• **Page text**

Pediatricians urge parents to keep well-child visits on schedule

Many parents are skipping or postponing their children’s well-child visits during the COVID-19 outbreak. And that has our pediatricians worried. In Maine, we’re thankful children have been largely unaffected by the virus. But other diseases are still a threat and disrupting a youngster’s immunization schedule can have other major consequences.

“Protecting our youngest patients is critical to prevent an outbreak of measles or Haemophilus influenzae type b (Hib), which is completely preventable by sticking to long-standing vaccination protocol,” says Martin’s Point Health Care pediatrician Alyssa Goodwin, M.D.

There’s another complication. When a child falls behind on his or her immunization schedule, catching up is challenging, because pediatricians need to follow established rules for timing and spacing vaccine apart from each other.

Visits are a priority for newborns through age 2

For these reasons, we are making our youngest patients – newborns through 24 months – the top priority for wellness visits and vaccination. The Centers for Disease Control, the Maine Centers for Disease Control, and the American Academy of Pediatrics all support this plan, and we strongly advise parents and caregivers to follow these guidelines:

  • For ages newborn through 24 months: Stick to the schedule your pediatrician recommends for wellness visits and immunization appointments.

• **Information**
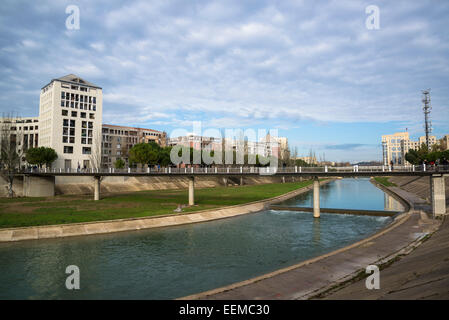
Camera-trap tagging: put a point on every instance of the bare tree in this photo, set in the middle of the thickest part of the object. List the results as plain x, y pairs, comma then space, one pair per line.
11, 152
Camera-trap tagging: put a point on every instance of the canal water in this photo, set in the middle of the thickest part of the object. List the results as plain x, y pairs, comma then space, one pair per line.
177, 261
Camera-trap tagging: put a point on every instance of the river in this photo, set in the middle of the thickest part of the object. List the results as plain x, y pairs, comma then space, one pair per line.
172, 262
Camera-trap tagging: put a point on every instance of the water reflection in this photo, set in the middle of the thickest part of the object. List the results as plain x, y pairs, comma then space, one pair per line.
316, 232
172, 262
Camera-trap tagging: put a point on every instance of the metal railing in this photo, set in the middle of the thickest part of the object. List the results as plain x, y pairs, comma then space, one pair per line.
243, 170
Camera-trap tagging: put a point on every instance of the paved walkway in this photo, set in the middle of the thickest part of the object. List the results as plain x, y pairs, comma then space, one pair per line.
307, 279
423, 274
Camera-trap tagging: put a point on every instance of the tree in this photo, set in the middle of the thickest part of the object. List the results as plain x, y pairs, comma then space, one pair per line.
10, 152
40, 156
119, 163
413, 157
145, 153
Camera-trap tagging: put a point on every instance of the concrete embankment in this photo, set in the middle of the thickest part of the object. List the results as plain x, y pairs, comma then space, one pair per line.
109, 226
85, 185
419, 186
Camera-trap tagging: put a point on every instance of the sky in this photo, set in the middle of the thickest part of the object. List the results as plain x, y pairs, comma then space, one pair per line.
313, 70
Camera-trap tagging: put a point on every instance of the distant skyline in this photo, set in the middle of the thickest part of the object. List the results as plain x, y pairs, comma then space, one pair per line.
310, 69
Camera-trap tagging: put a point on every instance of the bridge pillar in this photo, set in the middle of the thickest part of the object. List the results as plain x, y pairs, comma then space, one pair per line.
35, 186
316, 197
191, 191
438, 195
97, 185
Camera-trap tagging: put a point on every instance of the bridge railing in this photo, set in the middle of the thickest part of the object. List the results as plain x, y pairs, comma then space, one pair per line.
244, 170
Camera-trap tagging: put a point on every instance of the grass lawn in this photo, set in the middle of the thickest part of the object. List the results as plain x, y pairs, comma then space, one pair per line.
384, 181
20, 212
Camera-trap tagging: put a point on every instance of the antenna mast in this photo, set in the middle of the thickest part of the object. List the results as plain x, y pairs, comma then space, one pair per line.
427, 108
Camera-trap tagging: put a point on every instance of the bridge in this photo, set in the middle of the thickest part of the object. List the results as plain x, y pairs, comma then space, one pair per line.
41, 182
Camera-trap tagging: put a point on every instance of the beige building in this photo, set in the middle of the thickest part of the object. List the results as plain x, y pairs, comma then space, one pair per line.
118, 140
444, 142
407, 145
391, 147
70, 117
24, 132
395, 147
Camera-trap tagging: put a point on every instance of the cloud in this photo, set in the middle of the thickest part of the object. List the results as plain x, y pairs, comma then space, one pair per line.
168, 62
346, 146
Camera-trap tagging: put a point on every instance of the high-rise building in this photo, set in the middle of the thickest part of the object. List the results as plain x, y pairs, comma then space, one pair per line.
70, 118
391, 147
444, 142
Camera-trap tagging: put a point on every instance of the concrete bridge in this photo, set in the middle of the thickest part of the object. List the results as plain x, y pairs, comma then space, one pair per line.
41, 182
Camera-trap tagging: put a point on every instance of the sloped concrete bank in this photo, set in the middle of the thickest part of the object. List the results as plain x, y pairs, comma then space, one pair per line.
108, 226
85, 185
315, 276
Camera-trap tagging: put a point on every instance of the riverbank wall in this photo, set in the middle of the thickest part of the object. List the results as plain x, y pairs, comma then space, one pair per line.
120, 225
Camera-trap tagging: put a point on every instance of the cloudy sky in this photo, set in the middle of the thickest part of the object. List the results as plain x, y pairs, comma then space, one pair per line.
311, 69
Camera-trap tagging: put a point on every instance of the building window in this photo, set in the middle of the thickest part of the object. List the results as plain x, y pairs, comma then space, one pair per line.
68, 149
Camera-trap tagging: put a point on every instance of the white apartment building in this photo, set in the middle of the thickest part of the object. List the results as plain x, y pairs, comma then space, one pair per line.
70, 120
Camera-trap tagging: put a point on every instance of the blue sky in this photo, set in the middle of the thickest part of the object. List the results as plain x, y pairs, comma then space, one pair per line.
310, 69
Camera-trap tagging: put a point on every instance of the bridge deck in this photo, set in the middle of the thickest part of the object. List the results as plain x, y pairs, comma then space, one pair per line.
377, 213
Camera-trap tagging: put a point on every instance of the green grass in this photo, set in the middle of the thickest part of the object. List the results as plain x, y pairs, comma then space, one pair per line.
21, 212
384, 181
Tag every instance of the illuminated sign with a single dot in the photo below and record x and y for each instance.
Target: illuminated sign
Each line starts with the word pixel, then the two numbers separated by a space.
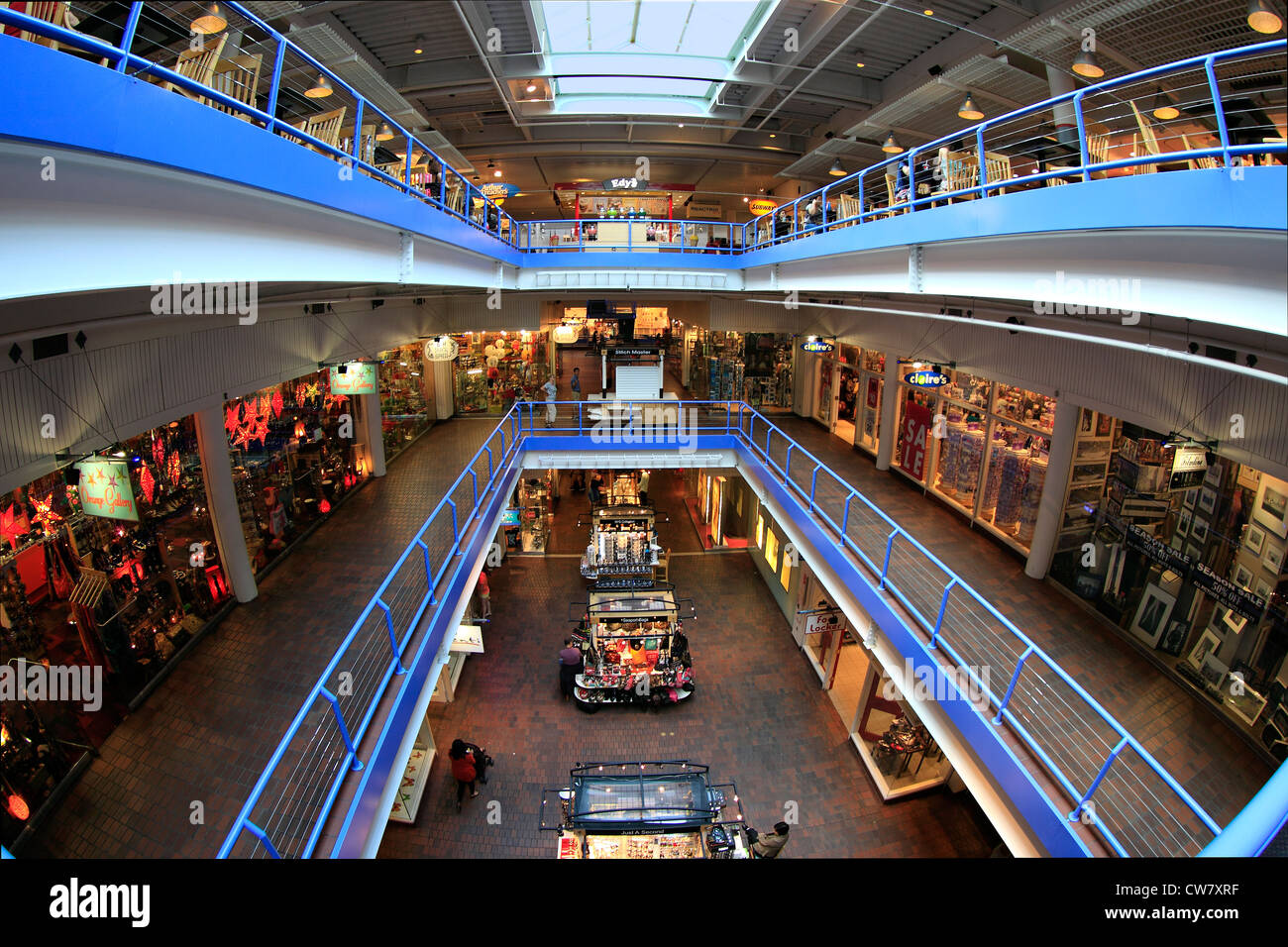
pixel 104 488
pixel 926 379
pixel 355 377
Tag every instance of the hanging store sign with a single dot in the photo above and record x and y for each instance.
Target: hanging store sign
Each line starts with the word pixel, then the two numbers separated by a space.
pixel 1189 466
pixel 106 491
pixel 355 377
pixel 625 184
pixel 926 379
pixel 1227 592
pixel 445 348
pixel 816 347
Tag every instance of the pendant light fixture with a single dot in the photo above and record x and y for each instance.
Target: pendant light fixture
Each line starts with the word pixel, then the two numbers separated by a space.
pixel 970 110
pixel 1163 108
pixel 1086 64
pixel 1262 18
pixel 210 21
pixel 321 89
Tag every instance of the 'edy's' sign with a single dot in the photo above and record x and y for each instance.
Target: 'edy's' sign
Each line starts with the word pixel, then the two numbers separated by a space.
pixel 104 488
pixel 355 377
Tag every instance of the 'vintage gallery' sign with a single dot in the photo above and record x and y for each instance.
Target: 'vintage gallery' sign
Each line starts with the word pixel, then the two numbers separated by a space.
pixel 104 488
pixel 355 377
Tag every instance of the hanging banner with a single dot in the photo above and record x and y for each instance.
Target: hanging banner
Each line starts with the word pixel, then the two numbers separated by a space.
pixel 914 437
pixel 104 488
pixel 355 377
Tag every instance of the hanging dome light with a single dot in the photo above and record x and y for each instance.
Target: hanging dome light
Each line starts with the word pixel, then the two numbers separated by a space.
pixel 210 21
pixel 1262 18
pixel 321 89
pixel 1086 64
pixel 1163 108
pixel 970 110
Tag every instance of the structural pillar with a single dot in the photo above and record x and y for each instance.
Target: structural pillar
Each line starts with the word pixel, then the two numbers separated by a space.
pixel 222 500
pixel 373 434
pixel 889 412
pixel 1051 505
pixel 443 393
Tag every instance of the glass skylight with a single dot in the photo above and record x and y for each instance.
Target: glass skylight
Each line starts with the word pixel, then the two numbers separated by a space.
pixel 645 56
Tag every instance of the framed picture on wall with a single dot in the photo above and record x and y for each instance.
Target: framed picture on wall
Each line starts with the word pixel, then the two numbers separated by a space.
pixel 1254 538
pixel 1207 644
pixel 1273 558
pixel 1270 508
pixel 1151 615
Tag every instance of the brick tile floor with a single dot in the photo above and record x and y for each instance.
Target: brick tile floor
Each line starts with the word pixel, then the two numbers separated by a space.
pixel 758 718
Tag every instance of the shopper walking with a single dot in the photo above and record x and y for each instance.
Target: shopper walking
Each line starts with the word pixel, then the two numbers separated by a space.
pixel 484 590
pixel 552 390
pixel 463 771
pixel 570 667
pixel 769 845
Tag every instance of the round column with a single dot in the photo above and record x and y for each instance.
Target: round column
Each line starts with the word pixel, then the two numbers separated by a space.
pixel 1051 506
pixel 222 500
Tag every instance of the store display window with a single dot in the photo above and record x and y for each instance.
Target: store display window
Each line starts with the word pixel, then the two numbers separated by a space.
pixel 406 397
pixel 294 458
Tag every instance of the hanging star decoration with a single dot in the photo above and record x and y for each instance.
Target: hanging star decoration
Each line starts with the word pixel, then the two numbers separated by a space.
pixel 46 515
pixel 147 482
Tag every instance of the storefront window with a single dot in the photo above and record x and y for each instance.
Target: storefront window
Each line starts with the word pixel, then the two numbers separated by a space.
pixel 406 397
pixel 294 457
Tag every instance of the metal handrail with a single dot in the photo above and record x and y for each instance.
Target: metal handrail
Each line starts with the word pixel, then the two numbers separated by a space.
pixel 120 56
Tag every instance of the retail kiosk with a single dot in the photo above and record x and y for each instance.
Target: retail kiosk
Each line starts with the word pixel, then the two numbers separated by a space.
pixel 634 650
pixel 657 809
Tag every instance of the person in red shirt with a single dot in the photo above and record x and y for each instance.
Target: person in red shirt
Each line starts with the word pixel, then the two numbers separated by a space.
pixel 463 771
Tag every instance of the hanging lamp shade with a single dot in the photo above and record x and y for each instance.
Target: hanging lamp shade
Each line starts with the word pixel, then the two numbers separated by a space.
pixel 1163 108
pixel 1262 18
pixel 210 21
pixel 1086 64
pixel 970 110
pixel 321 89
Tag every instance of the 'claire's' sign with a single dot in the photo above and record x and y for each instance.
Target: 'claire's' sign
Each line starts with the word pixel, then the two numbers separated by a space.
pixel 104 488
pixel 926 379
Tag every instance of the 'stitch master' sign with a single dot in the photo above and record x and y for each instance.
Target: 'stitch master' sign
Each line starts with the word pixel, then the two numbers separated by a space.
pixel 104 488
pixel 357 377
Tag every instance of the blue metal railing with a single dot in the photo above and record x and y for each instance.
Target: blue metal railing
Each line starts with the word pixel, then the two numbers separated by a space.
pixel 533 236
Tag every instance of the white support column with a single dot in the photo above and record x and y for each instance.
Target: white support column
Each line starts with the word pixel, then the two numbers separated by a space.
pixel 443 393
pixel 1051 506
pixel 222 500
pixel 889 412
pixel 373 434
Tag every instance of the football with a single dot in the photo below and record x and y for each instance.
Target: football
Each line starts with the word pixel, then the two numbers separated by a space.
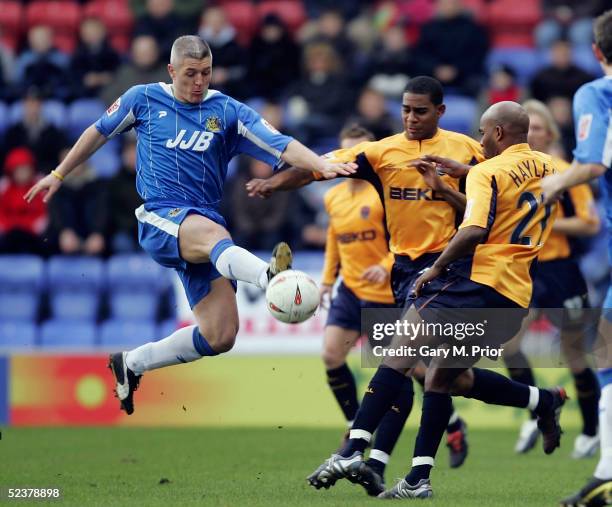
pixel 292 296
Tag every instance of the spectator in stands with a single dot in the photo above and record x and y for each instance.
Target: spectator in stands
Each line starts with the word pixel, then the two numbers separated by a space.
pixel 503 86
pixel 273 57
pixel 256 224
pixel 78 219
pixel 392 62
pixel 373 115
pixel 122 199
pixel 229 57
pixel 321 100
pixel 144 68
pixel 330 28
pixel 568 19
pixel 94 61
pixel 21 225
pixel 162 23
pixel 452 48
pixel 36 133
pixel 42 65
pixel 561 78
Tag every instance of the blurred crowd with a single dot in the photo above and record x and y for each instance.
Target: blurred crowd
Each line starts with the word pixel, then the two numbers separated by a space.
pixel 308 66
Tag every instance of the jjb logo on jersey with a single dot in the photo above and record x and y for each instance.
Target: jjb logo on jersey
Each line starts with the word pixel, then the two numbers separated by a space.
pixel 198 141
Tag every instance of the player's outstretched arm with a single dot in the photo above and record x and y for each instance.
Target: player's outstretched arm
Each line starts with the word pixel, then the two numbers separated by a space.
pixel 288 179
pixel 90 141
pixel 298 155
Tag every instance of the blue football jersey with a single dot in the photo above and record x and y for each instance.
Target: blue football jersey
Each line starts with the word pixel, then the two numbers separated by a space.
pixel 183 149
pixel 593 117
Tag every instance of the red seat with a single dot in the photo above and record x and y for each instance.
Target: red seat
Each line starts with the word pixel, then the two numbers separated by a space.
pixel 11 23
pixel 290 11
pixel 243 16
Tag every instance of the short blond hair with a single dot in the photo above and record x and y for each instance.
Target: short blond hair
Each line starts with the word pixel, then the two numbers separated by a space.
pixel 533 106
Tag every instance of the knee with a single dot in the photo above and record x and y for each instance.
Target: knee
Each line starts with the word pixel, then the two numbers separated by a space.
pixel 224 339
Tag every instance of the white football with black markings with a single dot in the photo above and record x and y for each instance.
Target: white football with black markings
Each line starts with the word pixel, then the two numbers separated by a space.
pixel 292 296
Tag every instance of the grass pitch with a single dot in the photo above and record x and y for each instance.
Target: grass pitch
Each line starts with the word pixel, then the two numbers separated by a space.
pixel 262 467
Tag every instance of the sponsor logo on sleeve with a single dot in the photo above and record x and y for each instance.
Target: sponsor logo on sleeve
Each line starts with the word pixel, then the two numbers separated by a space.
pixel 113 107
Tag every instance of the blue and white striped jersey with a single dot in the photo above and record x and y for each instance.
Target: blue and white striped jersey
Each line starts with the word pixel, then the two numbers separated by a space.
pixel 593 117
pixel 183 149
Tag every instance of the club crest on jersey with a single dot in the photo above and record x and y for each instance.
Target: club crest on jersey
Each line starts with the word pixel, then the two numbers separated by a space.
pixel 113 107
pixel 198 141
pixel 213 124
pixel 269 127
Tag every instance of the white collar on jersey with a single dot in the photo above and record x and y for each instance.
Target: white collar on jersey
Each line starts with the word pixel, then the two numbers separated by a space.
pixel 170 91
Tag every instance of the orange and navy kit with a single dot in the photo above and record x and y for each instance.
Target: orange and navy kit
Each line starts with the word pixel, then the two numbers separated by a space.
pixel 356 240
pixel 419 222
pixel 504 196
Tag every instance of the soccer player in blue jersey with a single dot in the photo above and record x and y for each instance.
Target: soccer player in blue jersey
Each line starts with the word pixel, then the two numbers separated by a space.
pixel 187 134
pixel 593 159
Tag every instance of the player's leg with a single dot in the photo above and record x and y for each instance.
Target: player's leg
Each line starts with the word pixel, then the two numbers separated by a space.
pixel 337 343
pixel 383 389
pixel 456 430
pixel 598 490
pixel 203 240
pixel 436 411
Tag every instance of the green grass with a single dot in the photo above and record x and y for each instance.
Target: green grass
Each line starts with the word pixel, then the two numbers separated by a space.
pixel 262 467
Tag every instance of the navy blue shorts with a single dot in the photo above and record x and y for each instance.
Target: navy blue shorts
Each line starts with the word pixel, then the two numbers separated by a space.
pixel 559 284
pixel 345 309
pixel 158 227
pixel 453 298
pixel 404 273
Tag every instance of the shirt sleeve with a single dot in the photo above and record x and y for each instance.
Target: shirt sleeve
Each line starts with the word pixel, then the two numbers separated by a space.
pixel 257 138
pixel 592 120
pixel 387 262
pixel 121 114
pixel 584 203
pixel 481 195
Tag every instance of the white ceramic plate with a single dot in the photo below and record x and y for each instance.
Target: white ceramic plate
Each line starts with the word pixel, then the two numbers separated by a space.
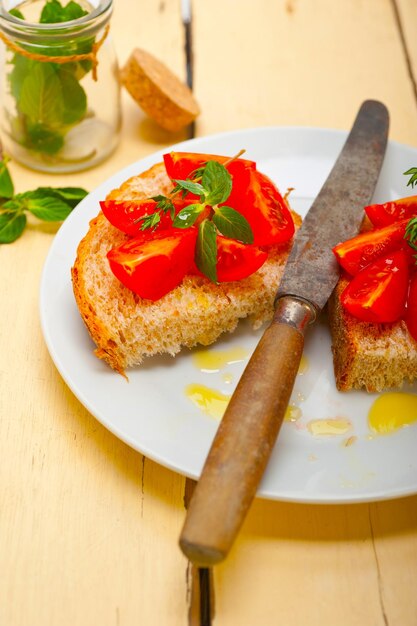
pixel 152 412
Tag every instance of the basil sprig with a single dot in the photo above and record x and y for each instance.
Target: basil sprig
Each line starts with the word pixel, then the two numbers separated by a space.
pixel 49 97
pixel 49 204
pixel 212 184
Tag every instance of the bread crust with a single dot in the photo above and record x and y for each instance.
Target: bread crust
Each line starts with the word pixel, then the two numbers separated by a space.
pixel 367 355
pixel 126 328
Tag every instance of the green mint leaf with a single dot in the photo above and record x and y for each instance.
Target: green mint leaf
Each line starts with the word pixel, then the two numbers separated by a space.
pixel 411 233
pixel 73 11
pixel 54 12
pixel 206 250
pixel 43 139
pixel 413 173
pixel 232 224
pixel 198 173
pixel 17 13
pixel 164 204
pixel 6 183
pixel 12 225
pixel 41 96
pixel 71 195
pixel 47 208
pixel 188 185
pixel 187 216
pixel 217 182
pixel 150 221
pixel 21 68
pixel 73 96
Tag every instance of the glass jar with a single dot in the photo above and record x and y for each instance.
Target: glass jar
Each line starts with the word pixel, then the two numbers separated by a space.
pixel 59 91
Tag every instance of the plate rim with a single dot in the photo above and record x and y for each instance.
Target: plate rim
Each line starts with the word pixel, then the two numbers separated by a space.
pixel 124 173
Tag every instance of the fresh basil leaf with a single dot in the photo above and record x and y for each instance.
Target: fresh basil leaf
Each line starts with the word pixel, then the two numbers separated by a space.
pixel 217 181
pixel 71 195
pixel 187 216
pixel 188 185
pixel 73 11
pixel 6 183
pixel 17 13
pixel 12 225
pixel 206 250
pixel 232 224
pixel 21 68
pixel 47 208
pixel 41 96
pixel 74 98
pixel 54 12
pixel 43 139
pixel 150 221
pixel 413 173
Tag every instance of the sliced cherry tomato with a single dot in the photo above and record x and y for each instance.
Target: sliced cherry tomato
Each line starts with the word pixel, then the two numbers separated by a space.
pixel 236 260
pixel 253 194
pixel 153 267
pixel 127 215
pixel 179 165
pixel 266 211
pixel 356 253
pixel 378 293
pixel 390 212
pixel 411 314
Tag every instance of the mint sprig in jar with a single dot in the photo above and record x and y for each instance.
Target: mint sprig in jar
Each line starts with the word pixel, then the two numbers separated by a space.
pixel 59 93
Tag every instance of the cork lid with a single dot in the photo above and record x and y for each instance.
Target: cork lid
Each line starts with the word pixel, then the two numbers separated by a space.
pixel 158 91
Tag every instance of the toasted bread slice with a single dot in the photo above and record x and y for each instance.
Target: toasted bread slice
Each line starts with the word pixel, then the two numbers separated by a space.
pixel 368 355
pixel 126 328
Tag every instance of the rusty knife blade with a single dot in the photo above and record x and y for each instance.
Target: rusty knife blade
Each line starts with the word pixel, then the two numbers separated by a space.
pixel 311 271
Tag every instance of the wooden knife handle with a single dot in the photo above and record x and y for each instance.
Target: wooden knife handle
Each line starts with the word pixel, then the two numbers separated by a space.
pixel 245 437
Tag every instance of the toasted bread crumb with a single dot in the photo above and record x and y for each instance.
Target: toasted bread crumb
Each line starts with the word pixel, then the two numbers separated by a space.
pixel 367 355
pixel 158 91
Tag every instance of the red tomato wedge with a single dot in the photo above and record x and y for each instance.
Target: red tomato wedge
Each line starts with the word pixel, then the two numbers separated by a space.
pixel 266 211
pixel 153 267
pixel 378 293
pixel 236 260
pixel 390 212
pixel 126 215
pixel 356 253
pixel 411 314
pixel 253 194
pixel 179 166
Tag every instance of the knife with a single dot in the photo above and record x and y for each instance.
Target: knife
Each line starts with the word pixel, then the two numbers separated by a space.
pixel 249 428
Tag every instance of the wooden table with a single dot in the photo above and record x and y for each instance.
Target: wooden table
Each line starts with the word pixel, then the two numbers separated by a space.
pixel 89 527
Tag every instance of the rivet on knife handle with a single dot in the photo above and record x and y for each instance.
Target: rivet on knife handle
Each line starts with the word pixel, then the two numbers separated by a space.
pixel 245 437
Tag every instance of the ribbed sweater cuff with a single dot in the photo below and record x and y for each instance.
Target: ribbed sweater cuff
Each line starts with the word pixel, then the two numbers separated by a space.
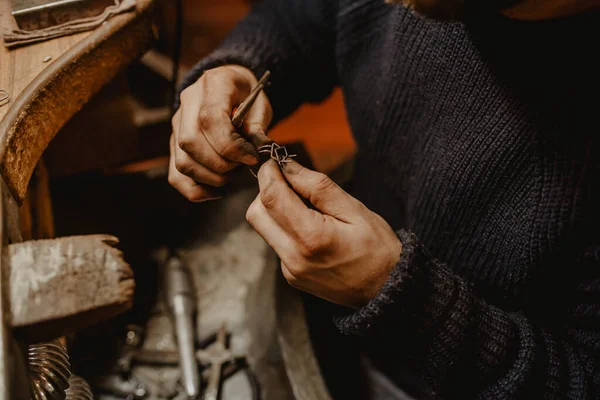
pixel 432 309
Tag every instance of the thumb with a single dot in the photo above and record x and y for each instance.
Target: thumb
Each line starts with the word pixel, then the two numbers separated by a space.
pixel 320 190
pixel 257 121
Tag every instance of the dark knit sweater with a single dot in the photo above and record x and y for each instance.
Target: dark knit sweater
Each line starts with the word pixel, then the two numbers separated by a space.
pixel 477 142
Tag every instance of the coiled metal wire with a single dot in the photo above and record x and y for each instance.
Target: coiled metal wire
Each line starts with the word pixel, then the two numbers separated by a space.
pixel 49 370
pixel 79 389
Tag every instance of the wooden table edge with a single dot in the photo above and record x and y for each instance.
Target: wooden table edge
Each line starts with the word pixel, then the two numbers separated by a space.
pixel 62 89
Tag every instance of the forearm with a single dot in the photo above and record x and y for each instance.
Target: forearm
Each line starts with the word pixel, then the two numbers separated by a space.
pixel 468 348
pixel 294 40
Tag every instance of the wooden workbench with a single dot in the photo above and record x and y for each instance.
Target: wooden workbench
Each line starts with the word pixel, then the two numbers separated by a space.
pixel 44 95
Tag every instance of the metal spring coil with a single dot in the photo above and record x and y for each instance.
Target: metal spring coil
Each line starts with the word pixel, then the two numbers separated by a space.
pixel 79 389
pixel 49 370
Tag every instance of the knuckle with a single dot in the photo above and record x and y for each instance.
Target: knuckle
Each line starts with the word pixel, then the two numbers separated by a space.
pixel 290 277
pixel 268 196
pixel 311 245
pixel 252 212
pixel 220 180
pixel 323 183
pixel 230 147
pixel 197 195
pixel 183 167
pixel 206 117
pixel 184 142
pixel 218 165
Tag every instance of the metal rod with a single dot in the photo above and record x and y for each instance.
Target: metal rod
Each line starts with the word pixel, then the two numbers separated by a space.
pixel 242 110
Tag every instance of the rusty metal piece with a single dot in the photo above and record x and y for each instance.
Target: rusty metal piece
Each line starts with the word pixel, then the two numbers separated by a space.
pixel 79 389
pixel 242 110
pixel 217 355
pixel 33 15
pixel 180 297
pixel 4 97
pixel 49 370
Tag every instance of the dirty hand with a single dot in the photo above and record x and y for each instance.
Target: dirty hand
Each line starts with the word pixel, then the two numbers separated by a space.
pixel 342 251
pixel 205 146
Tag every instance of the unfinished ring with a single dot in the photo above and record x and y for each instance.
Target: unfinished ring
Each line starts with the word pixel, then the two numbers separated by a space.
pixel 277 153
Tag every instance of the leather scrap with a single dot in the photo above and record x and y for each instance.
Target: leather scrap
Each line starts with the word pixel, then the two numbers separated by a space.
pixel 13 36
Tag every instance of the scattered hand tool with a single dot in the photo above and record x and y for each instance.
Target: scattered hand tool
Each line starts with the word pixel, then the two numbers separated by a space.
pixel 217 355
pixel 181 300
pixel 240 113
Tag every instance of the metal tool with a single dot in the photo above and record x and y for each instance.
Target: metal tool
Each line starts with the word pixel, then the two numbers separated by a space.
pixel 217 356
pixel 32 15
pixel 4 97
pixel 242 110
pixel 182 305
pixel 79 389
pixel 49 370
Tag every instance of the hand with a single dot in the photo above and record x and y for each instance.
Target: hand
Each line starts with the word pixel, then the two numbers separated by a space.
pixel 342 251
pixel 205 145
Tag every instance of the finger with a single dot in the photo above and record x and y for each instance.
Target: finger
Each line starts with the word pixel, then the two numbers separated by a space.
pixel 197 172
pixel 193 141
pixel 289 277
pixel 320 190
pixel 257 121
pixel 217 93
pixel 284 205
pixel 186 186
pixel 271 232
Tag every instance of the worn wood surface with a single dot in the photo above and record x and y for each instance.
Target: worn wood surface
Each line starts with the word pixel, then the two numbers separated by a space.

• **Required action**
Copy the well-child visits text from "Visits are a" to "and immunization appointments.", changing "caregivers" to "guardians".

• **Finished exercise**
Visits are a priority for newborns through age 2

For these reasons, we are making our youngest patients – newborns through 24 months – the top priority for wellness visits and vaccination. The Centers for Disease Control, the Maine Centers for Disease Control, and the American Academy of Pediatrics all support this plan, and we strongly advise parents and guardians to follow these guidelines:

  • For ages newborn through 24 months: Stick to the schedule your pediatrician recommends for wellness visits and immunization appointments.